**INSTRUÇÕES DA TAREFA:** De acordo com o trecho fornecido, como a IARC classifica o consumo de carne processada?

Manuela Dolinsky: A Agência Internacional de Pesquisa em Câncer (IARC) classifica o consumo de carne processada como carcinogênico e de carne vermelha como provavelmente carcinogênico para o câncer colorretal. Uma alimentação vegana, rica em fibras, antioxidantes e fitoquímicos, contribui para a saúde intestinal, reduz inflamações e promove uma microbiota mais equilibrada. Assim, pode atuar como fator protetor, especialmente quando associada a hábitos saudáveis, como prática de atividade física, controle do peso corporal, não fumar e evitar o consumo de álcool.
O veganismo envolve também o respeito aos animais, ao meio ambiente e justiça social. Como essa filosofia se manifesta no cotidiano e influencia outros aspectos da vida, além da nutrição?
Manuela Dolinsky: O veganismo busca coerência entre valores éticos e práticas diárias. No cotidiano, manifesta-se em escolhas de consumo mais conscientes — evitando produtos testados em animais, preferindo roupas e calçados sem origem animal e apoiando sistemas alimentares locais e sustentáveis. Também há um componente de justiça social, ao questionar modelos produtivos que exploram trabalhadores e degradam o meio ambiente. Essa visão amplia a noção de saúde, integrando o bem-estar humano, animal e planetário.

**DADOS ARMAZENADOS:**
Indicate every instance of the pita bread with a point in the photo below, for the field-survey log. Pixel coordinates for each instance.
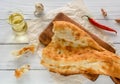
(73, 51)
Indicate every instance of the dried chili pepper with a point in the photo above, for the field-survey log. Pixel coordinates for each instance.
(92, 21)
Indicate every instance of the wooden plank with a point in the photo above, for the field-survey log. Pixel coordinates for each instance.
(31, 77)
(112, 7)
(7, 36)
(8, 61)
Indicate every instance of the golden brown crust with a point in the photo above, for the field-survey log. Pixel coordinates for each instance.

==

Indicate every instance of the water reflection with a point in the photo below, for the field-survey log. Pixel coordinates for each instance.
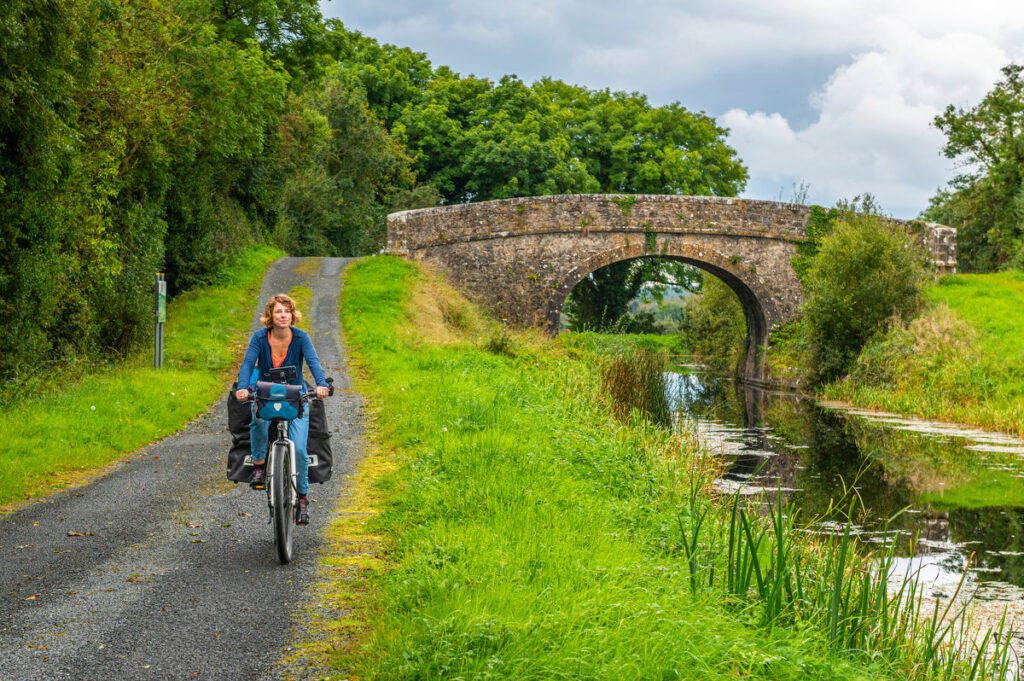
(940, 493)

* * *

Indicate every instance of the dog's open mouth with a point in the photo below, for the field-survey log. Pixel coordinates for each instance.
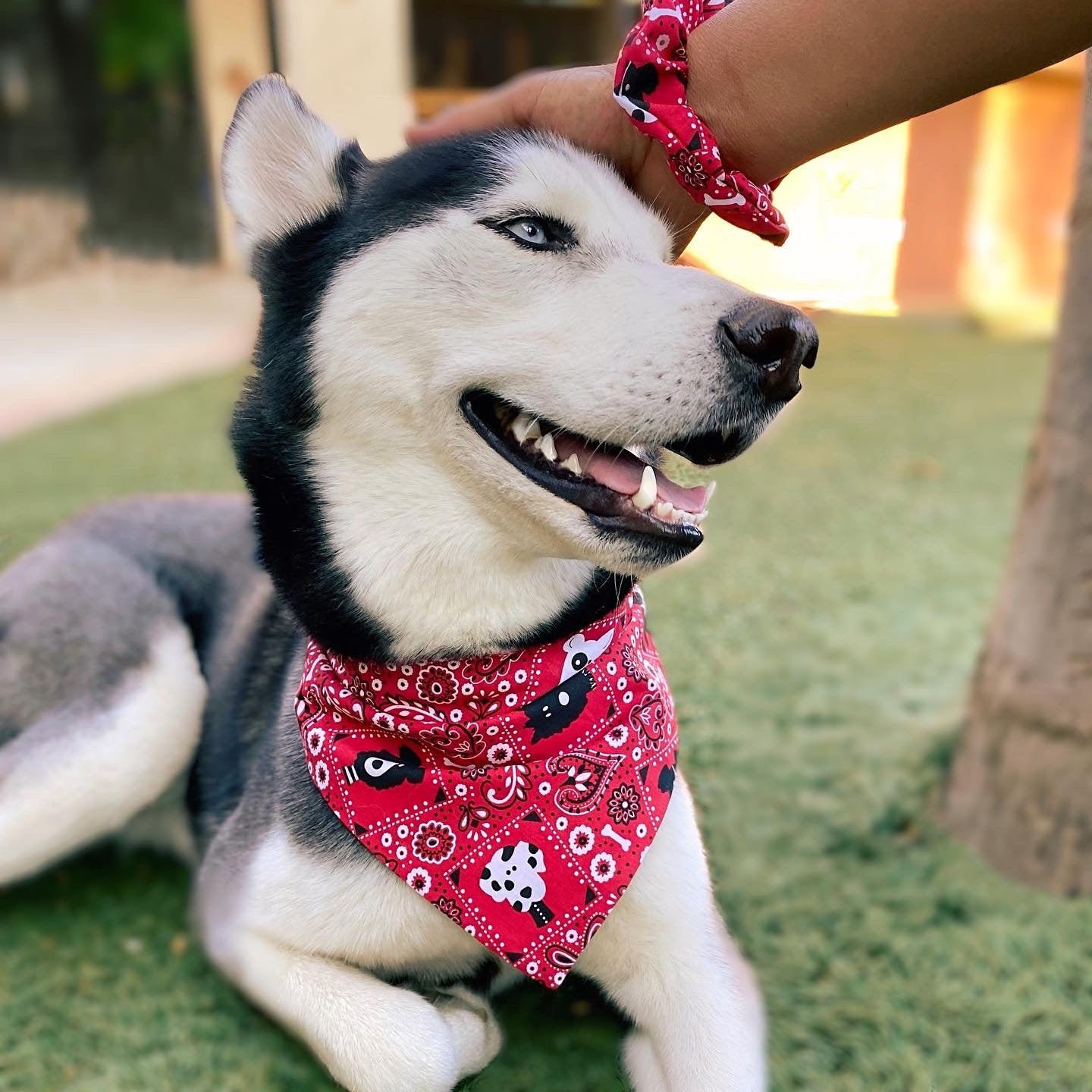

**RESPOSTA ESPERADA:** Como carcinogênico para o câncer colorretal.